Only lines that contain the word "pool" are to be returned from the data below.
_ _ _ _ _
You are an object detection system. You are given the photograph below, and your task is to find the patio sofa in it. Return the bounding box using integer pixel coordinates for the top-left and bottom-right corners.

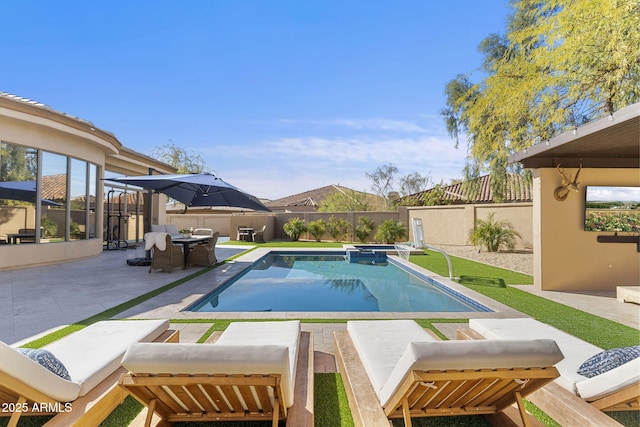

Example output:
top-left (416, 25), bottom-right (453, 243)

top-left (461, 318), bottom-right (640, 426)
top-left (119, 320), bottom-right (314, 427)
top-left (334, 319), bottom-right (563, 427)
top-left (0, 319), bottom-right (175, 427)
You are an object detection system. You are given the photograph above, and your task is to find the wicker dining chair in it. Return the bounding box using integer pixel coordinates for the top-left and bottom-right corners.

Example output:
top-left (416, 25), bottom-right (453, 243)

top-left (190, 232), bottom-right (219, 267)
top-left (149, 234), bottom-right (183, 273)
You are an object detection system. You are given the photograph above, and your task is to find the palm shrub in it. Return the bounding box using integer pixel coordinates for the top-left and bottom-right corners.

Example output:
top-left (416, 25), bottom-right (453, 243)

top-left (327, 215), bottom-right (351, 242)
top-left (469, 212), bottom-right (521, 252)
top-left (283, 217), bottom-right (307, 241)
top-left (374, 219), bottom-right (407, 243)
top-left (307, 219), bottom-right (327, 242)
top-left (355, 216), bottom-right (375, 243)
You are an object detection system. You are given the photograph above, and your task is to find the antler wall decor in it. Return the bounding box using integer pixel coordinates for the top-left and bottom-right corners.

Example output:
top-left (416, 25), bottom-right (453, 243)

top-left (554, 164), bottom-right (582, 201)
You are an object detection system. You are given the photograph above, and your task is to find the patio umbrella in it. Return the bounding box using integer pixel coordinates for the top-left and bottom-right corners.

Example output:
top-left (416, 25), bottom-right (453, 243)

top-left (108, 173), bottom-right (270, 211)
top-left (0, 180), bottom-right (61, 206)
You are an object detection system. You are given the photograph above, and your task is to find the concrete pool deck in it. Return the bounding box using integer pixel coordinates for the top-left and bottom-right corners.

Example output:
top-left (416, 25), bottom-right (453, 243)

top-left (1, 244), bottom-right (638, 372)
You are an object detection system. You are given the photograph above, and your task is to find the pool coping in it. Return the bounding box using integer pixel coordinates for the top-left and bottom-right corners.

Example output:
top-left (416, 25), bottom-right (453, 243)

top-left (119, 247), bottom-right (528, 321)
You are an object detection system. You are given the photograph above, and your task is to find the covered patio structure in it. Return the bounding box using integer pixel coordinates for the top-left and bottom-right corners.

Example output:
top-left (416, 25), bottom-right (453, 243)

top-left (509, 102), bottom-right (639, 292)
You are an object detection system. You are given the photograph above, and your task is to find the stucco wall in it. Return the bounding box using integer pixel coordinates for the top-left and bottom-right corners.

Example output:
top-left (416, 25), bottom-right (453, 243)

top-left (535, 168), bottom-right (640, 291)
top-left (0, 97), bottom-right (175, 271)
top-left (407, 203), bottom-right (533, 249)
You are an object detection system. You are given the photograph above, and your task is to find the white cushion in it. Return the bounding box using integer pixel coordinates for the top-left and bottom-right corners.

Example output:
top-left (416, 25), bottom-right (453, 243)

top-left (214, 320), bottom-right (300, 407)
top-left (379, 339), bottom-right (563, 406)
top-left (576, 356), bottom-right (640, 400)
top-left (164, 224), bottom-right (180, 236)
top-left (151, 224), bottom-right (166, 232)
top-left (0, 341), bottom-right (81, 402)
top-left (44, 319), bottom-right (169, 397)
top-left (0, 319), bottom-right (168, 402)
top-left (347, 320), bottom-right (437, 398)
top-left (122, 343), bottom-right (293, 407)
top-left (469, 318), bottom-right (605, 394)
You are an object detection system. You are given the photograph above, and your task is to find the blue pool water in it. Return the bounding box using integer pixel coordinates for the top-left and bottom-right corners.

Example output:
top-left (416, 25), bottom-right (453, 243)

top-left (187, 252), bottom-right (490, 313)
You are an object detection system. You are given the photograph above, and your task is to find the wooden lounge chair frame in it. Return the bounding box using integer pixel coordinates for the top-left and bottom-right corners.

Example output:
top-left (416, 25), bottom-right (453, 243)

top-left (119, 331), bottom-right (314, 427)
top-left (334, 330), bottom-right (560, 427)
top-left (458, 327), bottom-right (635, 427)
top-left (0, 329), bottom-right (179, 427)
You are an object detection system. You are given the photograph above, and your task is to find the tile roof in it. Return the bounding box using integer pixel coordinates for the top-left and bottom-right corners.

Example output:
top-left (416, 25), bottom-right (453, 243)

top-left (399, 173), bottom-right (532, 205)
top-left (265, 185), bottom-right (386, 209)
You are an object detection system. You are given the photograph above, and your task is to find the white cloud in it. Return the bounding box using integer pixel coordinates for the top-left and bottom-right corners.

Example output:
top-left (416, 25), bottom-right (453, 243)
_ _ _ _ _
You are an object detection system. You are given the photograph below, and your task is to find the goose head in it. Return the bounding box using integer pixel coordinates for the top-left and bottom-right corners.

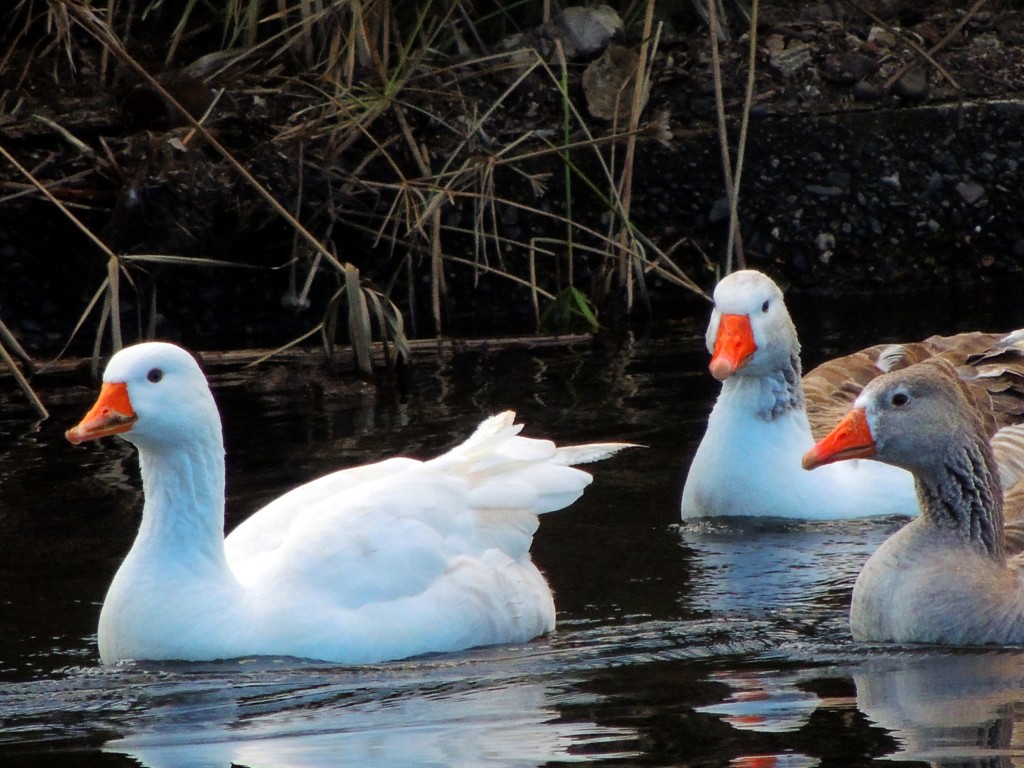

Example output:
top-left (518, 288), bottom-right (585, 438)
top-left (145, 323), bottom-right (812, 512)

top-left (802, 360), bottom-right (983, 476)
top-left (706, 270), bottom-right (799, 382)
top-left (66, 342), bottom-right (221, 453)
_ _ _ _ _
#### Response area:
You are an object detection system. You are given the photograph above, and your task is to find the concrete pool deck in it. Return the bounding box using integer pixel coordinates for the top-left and bottom-right corners.
You are an object detection system. You are given the photograph above, and your task is to find the pool coping in it. Return the bounding box using integer pixel coordinates for the top-left and bottom-right corners.
You are an object detection system. You are given the photograph above, and your task is to find the blue pool water in it. Return the bounding box using integer pixel coordinates for the top-left and bottom-right corners.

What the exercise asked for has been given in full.